• _Provided text_
------------------------
MATT CAMPBELL June 28, 2012
German brand’s new five-door A1 Sportback city car adds doors and slashes price of entry into the brand’s lineup to lowest level in more than 25 years.
Audi’s has just launched the cheapest luxury car on the market.
The new A1 Sportback five-door runabout starts at $26,500 plus on-road costs – making it the least expensive luxury model on sale, and the cheapest brand new Audi since the 1986 Audi 80 CC model (which cost $26,595).
Audi Australia managing director Uwe Hagen says the increased practicality of having five doors rather than the three of the existing A1 – and the sharpest pricing for a quarter of a century – is bound to increase its appeal among a mix of buyers.
“The A1 has introduced an entirely new group of customers to the Audi brand,” Hagen says. “The Audi A1 range represents important volume potential for Audi in Australia.”
The new base model manages to be priced so low because it gets a less powerful engine which is available with a manual transmission only. Officially known as a 1.2 TFSI Attraction, it’s powered by a 1.2-litre turbocharged four-cylinder engine producing 63kW of power and 160Nm of torque, with fuel use rated at 5.1 litres per 100km – the most efficient of any petrol A1.
It doesn’t offer blinding acceleration, but we’d suggest it offers enough performance to suit most city car buyers’ needs. Pulling power builds nicely from low in the rev-range, with a nice little amount of push from 1500-3500rpm. The five-speed manual gearshift is smooth and the clutch is light.
The ride is smooth and comfortable though the optional oversized wheels on our test car did make it feel a bit firm over bumpy surfaces. The steering is nice and light for parking and the like, and builds to a good amount of weight as speeds rise.
Standard goodies for the base model include 15-inch alloy wheels, Bluetooth phone and audio streaming and automatic headlights and wipers. The base model we drove was fitted with a trove of optional extras including 17-inch alloy wheels and a “Technik” pack which includes reversing sensors, xenon headlights, LED daytime running lights and automatic airconditioning.
Inside, it certainly feels more luxurious than the price-tag suggests it should. There are nicely finished soft-touch plastics on the dash and a neat pop-up media screen that can be pushed down into the dash and out of sight. Each of the doors features a big storage pocket, but there’s no central covered storage or arm rest for the front passengers (a $250 option).
Obviously there are rear doors now, so getting in and out of the back far easier than clambering over the front seats. The front doors are several centimetres shorter on the five-door, too, which makes it easier to get out, especially in tighter parking spaces.
You will need to think carefully before choosing who you will subject to being your backseat passenger – taller folk will be uncomfortable, as both knee- and head-room is very cramped for anyone taller than about 170cm.
As well as that, if you fork out for the optional panoramic sunroof ($2090), you’ll only get two seats in the back rather than three due to head-room constraints.
------------------------
• _Supplied data_
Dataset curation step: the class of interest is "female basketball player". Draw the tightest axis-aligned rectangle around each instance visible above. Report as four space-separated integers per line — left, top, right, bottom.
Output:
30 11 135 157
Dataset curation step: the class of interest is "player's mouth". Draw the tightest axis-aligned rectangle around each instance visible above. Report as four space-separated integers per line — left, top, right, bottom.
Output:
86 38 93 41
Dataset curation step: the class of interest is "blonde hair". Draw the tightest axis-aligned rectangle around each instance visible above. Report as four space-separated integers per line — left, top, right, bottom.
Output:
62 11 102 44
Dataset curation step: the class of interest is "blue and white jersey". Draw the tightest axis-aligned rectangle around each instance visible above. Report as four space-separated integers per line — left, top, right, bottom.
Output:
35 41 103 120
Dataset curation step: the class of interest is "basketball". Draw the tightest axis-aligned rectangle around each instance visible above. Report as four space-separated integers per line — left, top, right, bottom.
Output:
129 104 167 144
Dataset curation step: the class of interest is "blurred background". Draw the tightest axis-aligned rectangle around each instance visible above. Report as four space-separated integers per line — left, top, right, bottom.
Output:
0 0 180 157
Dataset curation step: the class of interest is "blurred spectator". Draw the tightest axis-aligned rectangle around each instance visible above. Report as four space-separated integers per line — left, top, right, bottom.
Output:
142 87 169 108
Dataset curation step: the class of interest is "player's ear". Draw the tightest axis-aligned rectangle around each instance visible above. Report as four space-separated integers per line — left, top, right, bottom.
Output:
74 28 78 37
------------------------
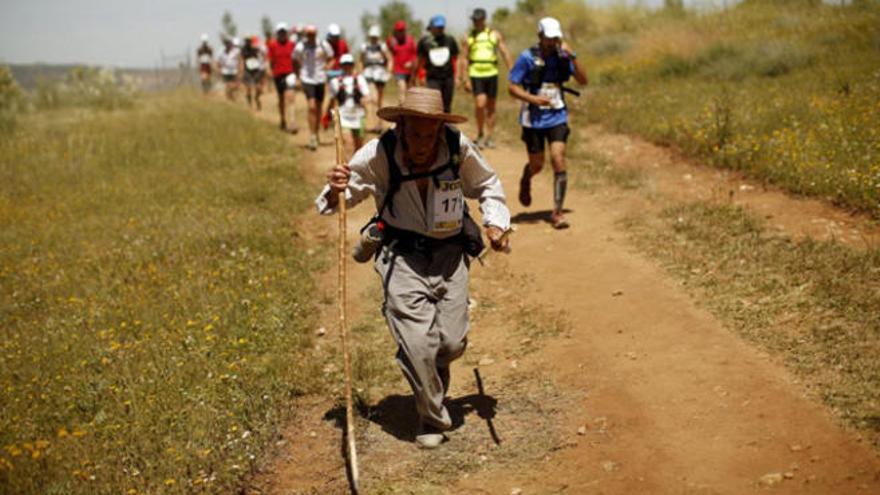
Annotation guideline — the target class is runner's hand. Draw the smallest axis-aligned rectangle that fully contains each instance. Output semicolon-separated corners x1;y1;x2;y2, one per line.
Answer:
------------------------
• _What you have to do_
Answer these from the Audi A1 Sportback review:
1. What is the starting price of the five-door A1 Sportback?
2. How much power and torque does the base model's engine produce?
3. What does the optional panoramic sunroof cost?

• _The result_
1. $26,500 plus on-road costs.
2. 63kW of power and 160Nm of torque.
3. $2090.